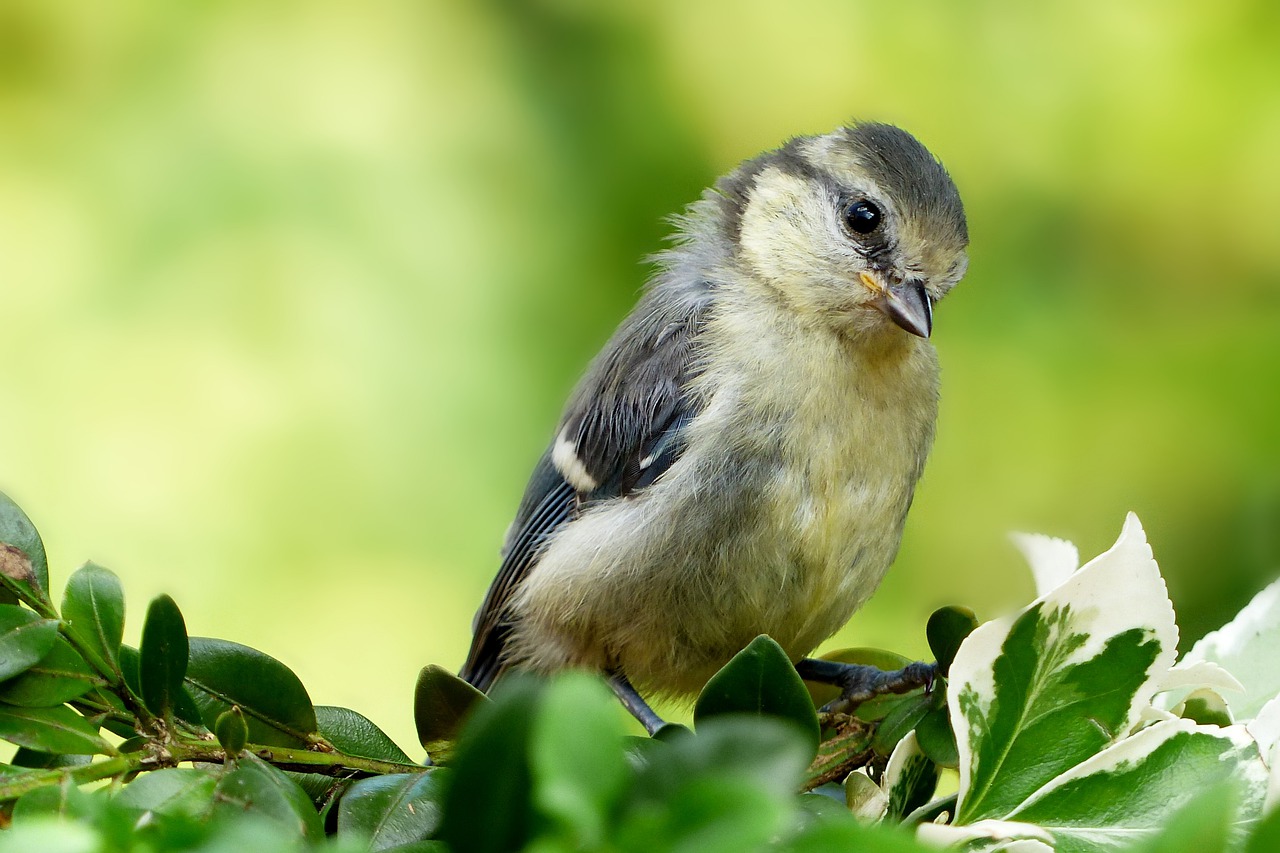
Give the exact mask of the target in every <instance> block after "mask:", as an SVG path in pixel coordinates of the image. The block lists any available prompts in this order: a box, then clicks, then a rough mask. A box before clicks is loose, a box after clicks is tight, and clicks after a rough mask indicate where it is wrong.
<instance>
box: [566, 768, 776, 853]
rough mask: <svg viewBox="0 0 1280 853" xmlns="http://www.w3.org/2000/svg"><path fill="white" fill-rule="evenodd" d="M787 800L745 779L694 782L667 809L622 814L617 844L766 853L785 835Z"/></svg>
mask: <svg viewBox="0 0 1280 853" xmlns="http://www.w3.org/2000/svg"><path fill="white" fill-rule="evenodd" d="M791 799H792V798H787V799H783V798H780V797H776V795H773V794H771V793H769V792H768V790H767V789H763V788H762V786H759V785H756V784H754V783H753V780H749V779H733V777H716V779H705V777H694V779H690V780H687V781H686V783H685V784H684V785H682V786H681V789H680V792H678V799H677V798H673V799H672V800H671V804H669V806H668V807H666V808H649V809H644V811H640V809H635V811H631V812H627V813H625V815H623V816H622V820H621V821H620V826H618V829H617V830H616V834H614V838H616V844H617V847H618V848H620V849H622V850H627V852H628V853H632V852H634V853H641V852H648V850H690V852H692V850H696V852H698V853H740V852H741V850H765V849H768V848H769V843H771V841H772V840H773V839H776V838H777V836H778V835H780V834H781V833H782V831H785V830H786V829H787V825H788V822H790V821H791V818H792V812H794V809H795V806H794V802H788V800H791ZM562 849H573V848H562Z"/></svg>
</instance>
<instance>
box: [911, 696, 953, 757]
mask: <svg viewBox="0 0 1280 853" xmlns="http://www.w3.org/2000/svg"><path fill="white" fill-rule="evenodd" d="M915 736H916V739H918V740H919V742H920V751H922V752H923V753H924V754H925V756H928V757H929V761H932V762H933V763H936V765H941V766H943V767H951V768H955V767H959V766H960V753H959V751H957V749H956V736H955V733H954V731H951V712H950V711H948V710H947V707H946V706H942V707H938V708H933V710H932V711H929V712H928V713H927V715H924V719H923V720H920V722H919V724H918V725H916V726H915Z"/></svg>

++++

_EXERCISE DETAILS_
For each line above, output its wording exactly and leave out any picture.

_EXERCISE OUTPUT_
Give the exact mask of the target in every <instance> block after "mask:", as an SVG path in pixel coordinates of the image. The block lists any available prompts in this order: a box, then clicks, then a rough mask. A box before clicks is loose, a box after clicks is tight, and clicks after a rough mask indicate where it is wrong.
<instance>
box: [566, 768, 776, 853]
rough mask: <svg viewBox="0 0 1280 853" xmlns="http://www.w3.org/2000/svg"><path fill="white" fill-rule="evenodd" d="M787 800L745 779L694 782L667 809L622 814L617 844L766 853L785 835Z"/></svg>
mask: <svg viewBox="0 0 1280 853" xmlns="http://www.w3.org/2000/svg"><path fill="white" fill-rule="evenodd" d="M791 799H792V798H787V799H783V798H780V797H776V795H773V794H771V793H769V792H768V790H767V789H763V788H762V786H759V785H756V784H754V783H753V780H749V779H733V777H716V779H705V777H694V779H690V780H687V781H686V783H685V784H684V785H682V786H681V789H680V792H678V799H677V798H673V799H672V800H671V804H669V806H668V807H666V808H649V809H644V811H640V809H635V811H631V812H627V813H625V815H623V816H622V820H621V821H620V826H618V829H617V830H616V834H614V838H616V844H617V847H618V848H620V849H622V850H627V852H628V853H632V852H634V853H641V852H648V850H690V852H692V850H696V852H698V853H740V852H741V850H765V849H768V848H769V843H771V841H772V840H773V839H776V838H777V836H778V835H780V834H781V833H782V831H785V830H786V829H787V825H788V822H790V821H791V818H792V812H794V809H795V806H794V802H788V800H791ZM562 849H573V848H562Z"/></svg>
</instance>
<instance>
box: [911, 696, 953, 757]
mask: <svg viewBox="0 0 1280 853" xmlns="http://www.w3.org/2000/svg"><path fill="white" fill-rule="evenodd" d="M915 736H916V739H918V740H919V742H920V751H922V752H923V753H924V754H925V756H928V757H929V761H932V762H933V763H936V765H941V766H943V767H951V768H955V767H959V766H960V753H959V751H957V749H956V736H955V733H954V731H951V712H950V711H948V710H947V707H946V706H942V707H938V708H933V710H932V711H929V712H928V713H927V715H924V719H923V720H920V722H919V724H918V725H916V726H915Z"/></svg>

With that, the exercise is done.